MATERIAL SUPPLIED
+ + + +

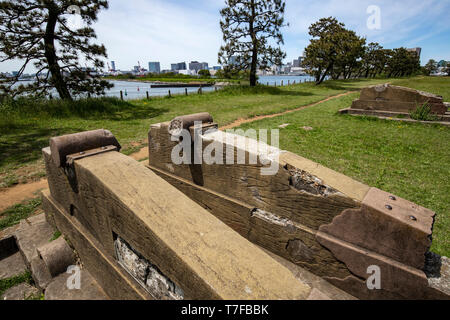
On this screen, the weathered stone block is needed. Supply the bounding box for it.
[351,84,448,115]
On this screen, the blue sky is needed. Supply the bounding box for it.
[0,0,450,71]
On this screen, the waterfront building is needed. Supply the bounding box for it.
[189,61,209,72]
[406,48,422,58]
[170,62,187,71]
[148,62,161,73]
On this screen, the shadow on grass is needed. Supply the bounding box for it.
[0,97,167,121]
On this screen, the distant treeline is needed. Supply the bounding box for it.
[302,17,421,84]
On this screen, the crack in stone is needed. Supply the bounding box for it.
[114,237,184,300]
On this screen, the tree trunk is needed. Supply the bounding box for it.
[249,0,258,87]
[44,8,72,100]
[316,65,333,85]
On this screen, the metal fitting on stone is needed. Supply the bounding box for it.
[169,112,214,135]
[50,129,121,167]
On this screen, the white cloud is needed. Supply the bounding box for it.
[0,0,450,71]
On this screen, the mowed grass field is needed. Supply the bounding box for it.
[240,78,450,256]
[0,80,383,189]
[0,77,450,256]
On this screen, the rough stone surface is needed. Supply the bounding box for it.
[0,283,40,300]
[352,84,447,114]
[15,214,54,290]
[114,237,184,300]
[37,237,75,277]
[15,214,54,266]
[45,269,109,300]
[263,249,357,300]
[30,256,52,290]
[0,252,27,280]
[114,238,150,283]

+ + + +

EXERCISE GOAL
Turn all of the material above into a numbered list, one line per item, with blank lines dropped and the pictures left out.

FINAL RESULT
1. On this screen, the weathered stone block is needed. Supply the bounding box for it.
2. [351,84,448,115]
3. On this screen, the blue sky is needed. Supply the bounding box for it.
4. [0,0,450,71]
5. On this screen, the waterfront building is needed. Supply the bounding box for it.
6. [189,61,209,72]
7. [406,48,422,58]
8. [170,62,187,71]
9. [148,62,161,73]
10. On this screen, the shadow on grass is needed. Supply the bounding box for it.
11. [0,97,167,121]
12. On this screen, the distant treeline is needed. Supply the bounding box for it.
13. [302,17,421,84]
14. On this screen, the crack in stone is needed. Supply the bounding box for it.
15. [114,237,184,300]
16. On this screen, the tree trunk is needed. Supply the bounding box for it.
17. [249,0,258,87]
18. [44,8,72,100]
19. [316,65,333,85]
20. On this screen, the metal fitting on stone is needed. Supply the bounding box for it.
21. [169,112,214,135]
22. [50,129,121,167]
23. On this screen, the white cloud is needed. Supply the bounding box for it.
24. [0,0,450,71]
25. On this screen, the mowed grass field is needed. Supply the bounding box for it.
26. [240,78,450,256]
27. [0,80,383,189]
28. [0,77,450,256]
29. On this screen, the rough stone surface is needed. Supply the bounding box for it.
30. [0,283,40,300]
31. [352,84,447,114]
32. [15,214,54,290]
33. [114,237,184,300]
34. [37,237,75,277]
35. [15,214,54,266]
36. [45,269,109,300]
37. [263,249,357,300]
38. [30,256,52,290]
39. [0,252,27,280]
40. [114,238,150,283]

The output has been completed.